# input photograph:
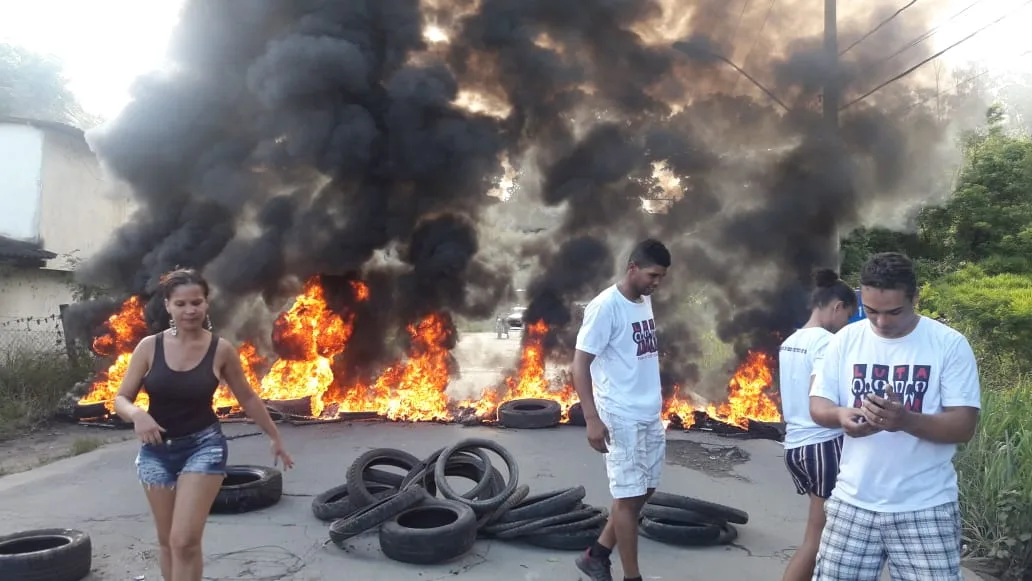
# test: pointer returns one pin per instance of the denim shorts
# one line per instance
(201, 452)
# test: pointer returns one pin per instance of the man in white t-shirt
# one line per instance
(905, 390)
(616, 375)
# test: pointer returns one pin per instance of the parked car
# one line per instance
(510, 321)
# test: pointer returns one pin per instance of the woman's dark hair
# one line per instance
(830, 288)
(179, 278)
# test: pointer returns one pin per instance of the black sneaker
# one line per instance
(595, 569)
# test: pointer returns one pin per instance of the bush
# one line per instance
(995, 476)
(997, 310)
(31, 385)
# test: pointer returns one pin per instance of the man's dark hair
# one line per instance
(650, 253)
(890, 270)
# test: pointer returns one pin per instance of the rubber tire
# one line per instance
(479, 505)
(577, 415)
(679, 516)
(337, 503)
(702, 507)
(572, 541)
(70, 561)
(375, 514)
(529, 413)
(680, 535)
(378, 456)
(429, 545)
(263, 490)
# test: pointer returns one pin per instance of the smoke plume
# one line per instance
(359, 139)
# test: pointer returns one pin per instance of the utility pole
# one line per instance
(830, 100)
(831, 96)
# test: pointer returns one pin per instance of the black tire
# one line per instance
(544, 505)
(480, 505)
(679, 516)
(375, 514)
(248, 488)
(379, 456)
(702, 507)
(572, 541)
(529, 414)
(336, 503)
(45, 554)
(577, 415)
(681, 535)
(433, 533)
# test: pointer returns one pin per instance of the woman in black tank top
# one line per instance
(184, 451)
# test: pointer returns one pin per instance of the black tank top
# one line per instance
(181, 401)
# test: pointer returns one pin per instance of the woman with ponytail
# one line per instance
(812, 452)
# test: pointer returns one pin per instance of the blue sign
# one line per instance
(859, 315)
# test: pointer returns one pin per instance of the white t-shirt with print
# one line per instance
(625, 370)
(799, 359)
(932, 367)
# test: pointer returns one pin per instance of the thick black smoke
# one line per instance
(331, 137)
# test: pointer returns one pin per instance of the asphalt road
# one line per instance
(97, 492)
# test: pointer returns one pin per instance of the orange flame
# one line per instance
(125, 328)
(529, 380)
(750, 396)
(308, 336)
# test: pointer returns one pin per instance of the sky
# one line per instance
(105, 43)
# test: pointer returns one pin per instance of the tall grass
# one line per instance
(995, 476)
(31, 385)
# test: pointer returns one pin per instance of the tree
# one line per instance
(33, 86)
(989, 218)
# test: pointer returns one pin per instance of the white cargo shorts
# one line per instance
(637, 451)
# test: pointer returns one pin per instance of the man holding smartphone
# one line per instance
(905, 390)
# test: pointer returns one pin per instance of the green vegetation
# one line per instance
(973, 256)
(31, 385)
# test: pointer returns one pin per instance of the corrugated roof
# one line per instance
(19, 251)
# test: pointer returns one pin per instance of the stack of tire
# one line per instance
(423, 520)
(689, 522)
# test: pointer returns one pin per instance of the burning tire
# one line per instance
(376, 457)
(248, 488)
(46, 554)
(686, 535)
(529, 414)
(375, 514)
(707, 509)
(433, 533)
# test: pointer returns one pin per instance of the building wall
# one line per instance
(79, 206)
(21, 159)
(30, 308)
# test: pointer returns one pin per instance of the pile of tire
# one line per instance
(689, 522)
(423, 520)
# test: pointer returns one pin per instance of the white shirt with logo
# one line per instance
(625, 370)
(931, 367)
(800, 357)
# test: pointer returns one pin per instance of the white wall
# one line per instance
(21, 160)
(30, 308)
(79, 205)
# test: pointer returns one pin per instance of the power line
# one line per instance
(932, 58)
(931, 32)
(961, 82)
(877, 28)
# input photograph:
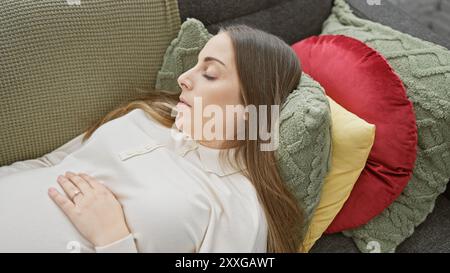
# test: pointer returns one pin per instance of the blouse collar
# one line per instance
(209, 157)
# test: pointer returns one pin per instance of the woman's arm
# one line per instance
(94, 211)
(46, 160)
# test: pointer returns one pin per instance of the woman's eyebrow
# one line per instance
(209, 59)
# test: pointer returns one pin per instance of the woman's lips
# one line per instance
(181, 103)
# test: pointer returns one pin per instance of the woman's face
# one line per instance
(211, 85)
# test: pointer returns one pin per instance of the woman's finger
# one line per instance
(78, 181)
(69, 188)
(66, 205)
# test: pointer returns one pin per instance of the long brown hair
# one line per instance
(268, 70)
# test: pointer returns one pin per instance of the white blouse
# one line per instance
(175, 195)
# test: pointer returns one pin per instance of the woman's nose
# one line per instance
(184, 82)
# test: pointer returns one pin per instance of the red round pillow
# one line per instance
(360, 79)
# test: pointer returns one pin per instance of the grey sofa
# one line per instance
(293, 20)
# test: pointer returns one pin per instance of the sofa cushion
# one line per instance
(424, 68)
(352, 139)
(430, 237)
(278, 17)
(64, 66)
(359, 78)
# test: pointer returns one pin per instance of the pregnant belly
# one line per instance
(32, 222)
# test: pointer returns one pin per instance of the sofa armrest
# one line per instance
(388, 14)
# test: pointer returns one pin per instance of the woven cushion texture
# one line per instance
(64, 66)
(352, 139)
(304, 152)
(359, 78)
(425, 71)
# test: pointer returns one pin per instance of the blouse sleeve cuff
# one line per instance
(124, 245)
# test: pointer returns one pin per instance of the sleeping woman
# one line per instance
(143, 179)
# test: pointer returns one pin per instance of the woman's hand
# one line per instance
(91, 207)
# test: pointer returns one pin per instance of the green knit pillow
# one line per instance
(425, 70)
(305, 136)
(62, 66)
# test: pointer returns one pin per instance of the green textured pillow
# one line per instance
(425, 70)
(64, 66)
(305, 133)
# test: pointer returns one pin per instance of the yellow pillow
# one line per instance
(352, 140)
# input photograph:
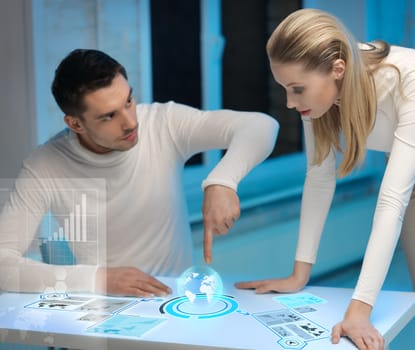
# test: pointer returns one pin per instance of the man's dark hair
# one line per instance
(79, 73)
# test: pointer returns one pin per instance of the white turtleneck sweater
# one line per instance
(136, 211)
(393, 133)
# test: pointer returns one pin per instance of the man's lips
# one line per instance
(305, 112)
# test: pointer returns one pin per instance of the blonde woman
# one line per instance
(364, 94)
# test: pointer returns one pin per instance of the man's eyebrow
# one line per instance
(104, 115)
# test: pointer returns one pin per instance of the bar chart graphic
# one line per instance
(66, 217)
(75, 225)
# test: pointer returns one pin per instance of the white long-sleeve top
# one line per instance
(140, 219)
(394, 133)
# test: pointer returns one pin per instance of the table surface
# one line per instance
(236, 319)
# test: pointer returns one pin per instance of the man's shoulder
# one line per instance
(49, 150)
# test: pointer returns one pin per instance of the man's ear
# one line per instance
(74, 123)
(339, 68)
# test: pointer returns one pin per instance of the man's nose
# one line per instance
(129, 120)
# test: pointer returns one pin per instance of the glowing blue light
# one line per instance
(200, 281)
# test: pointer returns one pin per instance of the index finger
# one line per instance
(247, 285)
(154, 286)
(207, 244)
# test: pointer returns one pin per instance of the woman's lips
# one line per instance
(305, 113)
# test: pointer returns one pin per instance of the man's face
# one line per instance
(109, 122)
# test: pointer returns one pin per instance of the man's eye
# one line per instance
(130, 100)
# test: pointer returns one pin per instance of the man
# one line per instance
(139, 151)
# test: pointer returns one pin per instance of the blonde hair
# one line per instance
(317, 39)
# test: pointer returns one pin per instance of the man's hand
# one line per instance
(128, 281)
(220, 210)
(357, 327)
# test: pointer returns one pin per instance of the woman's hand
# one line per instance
(357, 327)
(293, 283)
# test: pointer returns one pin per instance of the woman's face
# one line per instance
(311, 93)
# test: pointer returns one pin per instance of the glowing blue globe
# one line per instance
(200, 284)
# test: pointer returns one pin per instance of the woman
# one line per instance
(364, 94)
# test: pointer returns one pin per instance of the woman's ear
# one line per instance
(74, 123)
(339, 68)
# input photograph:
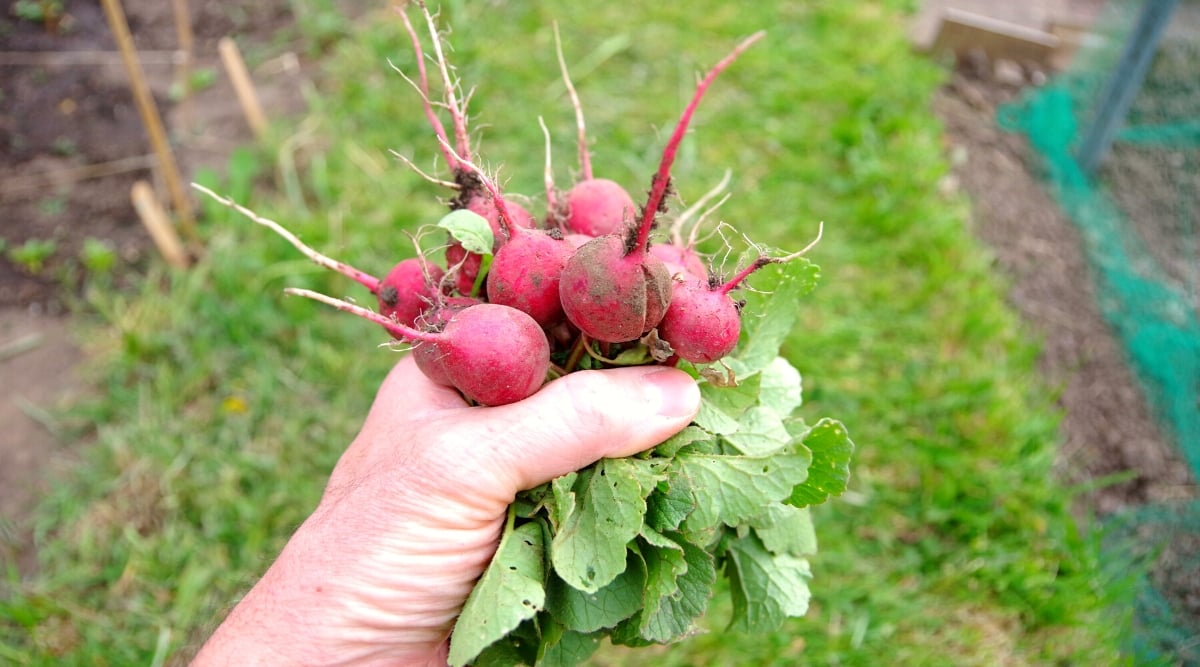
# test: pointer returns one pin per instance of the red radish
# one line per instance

» Work task: Each record, word for word, should be printed again without its pictures.

» Solution below:
# input photograph:
# test: pointer returns one pin per instance of the denim shorts
# one line per instance
(201, 452)
# test: pointer returns one pin per instance of the man in white t-shirt
# one line per instance
(905, 390)
(616, 375)
# test: pointer returns one pin per instance of the parked car
# one line per instance
(510, 321)
# test: pointer returns one pin per instance of the woman's dark hair
# one line per instance
(830, 288)
(179, 278)
# test: pointer returns one pin per instance of the black sneaker
# one line per instance
(595, 569)
# test: pointer returns one pin per instance of the bush
# one line per instance
(995, 476)
(997, 310)
(31, 385)
# test: pointer returns one pin per instance of the man's dark hair
# one line per instance
(650, 253)
(890, 270)
# test: pointer returns one pin per instance of the rubber tire
# one line per instance
(479, 505)
(577, 415)
(679, 516)
(337, 503)
(702, 507)
(572, 541)
(70, 561)
(375, 514)
(529, 413)
(680, 535)
(378, 456)
(429, 545)
(263, 490)
# test: pointer returns one pin per instance of the smoke plume
# one line per instance
(359, 139)
# test: pointer returns one pin per instance of the utility pole
# one line per instance
(830, 100)
(831, 96)
# test: pointer returns one pin per instance of the black tire
# one line per instance
(544, 505)
(480, 505)
(679, 516)
(375, 514)
(248, 488)
(379, 456)
(702, 507)
(572, 541)
(529, 414)
(336, 503)
(45, 554)
(577, 415)
(681, 535)
(433, 533)
# test: pointer returns one pin per instance of the woman in black tank top
# one line per instance
(184, 451)
# test: pointer returns one pin per instance of the black tank top
# one line per instance
(181, 401)
# test: pointer returns one pin per instance of the woman with ponytail
# one line per instance
(812, 452)
# test: pointer returns one pin per instance of the blue sign
# one line per instance
(859, 315)
# test: pointer returns one pin per instance of the white t-shirt with print
# one line per instance
(625, 370)
(799, 359)
(932, 367)
# test: pointer returns one pin per instance of the thick black smoke
# one line per instance
(331, 137)
# test: pointer returns one pin per instance of the asphalt road
# one line per instance
(97, 492)
# test: pointer returns one pin per instance of the orange flame
# one line per instance
(125, 328)
(529, 380)
(750, 396)
(308, 336)
# test: pointer returns one pin per instance of the sky
# one line per instance
(105, 43)
# test: pointer returns one pin per instance of the tall grass
# one line per instance
(995, 476)
(31, 385)
# test: pointer returns one pin per instance of the tree
# one line per instance
(33, 86)
(989, 218)
# test: pointer returns one pin per instance of the white cargo shorts
# one line per instance
(637, 451)
# test: pointer returns one pin per instance of the man holding smartphone
# one line per instance
(905, 390)
# test: pointer returns one pin per instance of the green vegetation
# one line per instance
(973, 256)
(31, 385)
# test: pointer returns one pin per instance of the corrugated roof
# one line per instance
(19, 251)
# test: pointer returns one pin per instance of the stack of tire
# one line per instance
(423, 520)
(689, 522)
# test: pointer returns one pin per instance of the burning tire
# one line per instance
(376, 457)
(248, 488)
(46, 554)
(686, 535)
(529, 414)
(375, 514)
(707, 509)
(433, 533)
# test: pointer returns one pin per instance of the building wall
# one line per instance
(79, 206)
(21, 159)
(30, 308)
# test: pointer returns one pin per instance of the pile of tire
# one line per instance
(689, 522)
(423, 520)
# test: pointer returns one pin per instance of the white shirt with logo
# one line per instance
(625, 370)
(931, 367)
(800, 357)
# test: pointer returns one pin per instance of the white wall
# one line per instance
(21, 160)
(30, 308)
(79, 205)
# test: pointer returns one pin per instance of the power line
# one line per instance
(932, 58)
(931, 32)
(961, 82)
(877, 28)
# input photograph:
# test: pointer returns one pin per instance of the blouse collar
# one line per instance
(209, 157)
# test: pointer returns one pin per instance of the woman's arm
# one line per instance
(94, 211)
(46, 160)
# test: pointer returns one pin per instance of the woman's eyebrow
# one line per instance
(209, 59)
# test: pointer returns one pin per instance of the woman's lips
# one line per instance
(181, 103)
# test: pointer returns one pin per instance of the woman's face
# one line per instance
(211, 85)
# test: pointer returns one pin per instance of the woman's finger
# one line per instance
(78, 181)
(69, 188)
(66, 205)
# test: pointer returns one pin per instance of the long brown hair
# one line per instance
(268, 70)
# test: pointer returns one pin per instance of the white blouse
# one line per instance
(175, 195)
# test: pointer returns one pin per instance of the woman's nose
# one line per instance
(184, 82)
# test: pointer returns one pin per instance of the red round pillow
# one line per instance
(360, 79)
# test: pointer returns one pin per instance of the grey sofa
# one line per instance
(293, 20)
# test: pointer returns one pin per instance of the sofa cushion
# one line per instance
(424, 68)
(352, 139)
(430, 237)
(278, 17)
(64, 66)
(359, 78)
# test: pointer returns one pin per instance of the pregnant belly
# one line per instance
(32, 222)
# test: pointer returns one pin per instance of the sofa armrest
# one line per instance
(388, 14)
# test: pointer returns one pin per instance of the woven cushion texture
# one line per instance
(64, 66)
(352, 139)
(304, 152)
(359, 78)
(425, 71)
# test: pointer returns one pin per instance of the blouse sleeve cuff
# one line per instance
(124, 245)
# test: pointer returns one pin per instance of the sleeping woman
# one line per instance
(143, 179)
# test: pointer returns one pin per instance of the woman's hand
# one line per instance
(91, 207)
# test: pointer returns one pin per instance of the green knit pillow
# one line per instance
(425, 70)
(305, 136)
(62, 66)
# test: pointer returns one pin per instance of the green textured pillow
# one line per instance
(425, 70)
(64, 66)
(305, 133)
# test: pointer returns one pin per instance of the yellow pillow
# one line per instance
(352, 140)
# input photograph:
# test: pointer returns one pin per instance of the man's dark hair
# one line per instance
(79, 73)
# test: pointer returns one pin per instance of the white turtleneck sweater
# one line per instance
(136, 211)
(393, 133)
# test: pointer returns one pin per instance of the man's lips
# one line per instance
(305, 112)
# test: pointer returns one pin per instance of the blonde woman
# one line per instance
(364, 94)
# test: pointer returns one pin per instance of the man's eyebrow
# one line per instance
(104, 115)
# test: pointer returns one pin per instance of the bar chart graphic
# one line per instance
(66, 217)
(75, 225)
# test: pointer returns one pin per instance of the white long-sleeve top
# one line per instance
(140, 219)
(394, 133)
# test: pointer returns one pin per instance of the table surface
# one line per instance
(236, 319)
# test: pointer returns one pin per instance of the man's shoulder
# one line per instance
(49, 150)
# test: pointer returns one pin per instance of the man's ear
# one line per instance
(74, 123)
(339, 68)
# test: pointer returns one pin per instance of the man's nose
# one line per instance
(129, 120)
# test: pointer returns one pin per instance of the glowing blue light
# one line per instance
(200, 281)
# test: pointer returns one pin per instance of the index finger
# one line per instance
(247, 285)
(154, 286)
(207, 244)
# test: pointer returns one pin per instance of the woman's lips
# one line per instance
(305, 113)
# test: pointer returns one pin per instance of the man's face
# one line per instance
(109, 122)
# test: pointer returns one pin per instance of the man's eye
# one line per instance
(130, 100)
# test: pointer returns one pin per instance of the man
# one line per instance
(139, 151)
# test: pointer returns one pin per instance of the blonde hair
# one line per instance
(317, 39)
# test: pointer returns one pin per instance of the man's hand
# one line per instance
(128, 281)
(220, 210)
(357, 327)
# test: pointer returns one pin per instance of the woman's hand
# one line per instance
(357, 327)
(293, 283)
# test: pointer returns one pin per instance of the woman's face
# one line per instance
(311, 93)
# test: pointer returns one pin per instance of the glowing blue globe
# one line per instance
(200, 284)
# test: pointer returns one pin per instance of the woman
# one line per instance
(364, 94)
# test: pointer returns one pin per instance of the woman's ear
# one line per instance
(74, 123)
(339, 68)
# input photograph:
# test: pointer returns one pin per instance of the red radish
# one line per instance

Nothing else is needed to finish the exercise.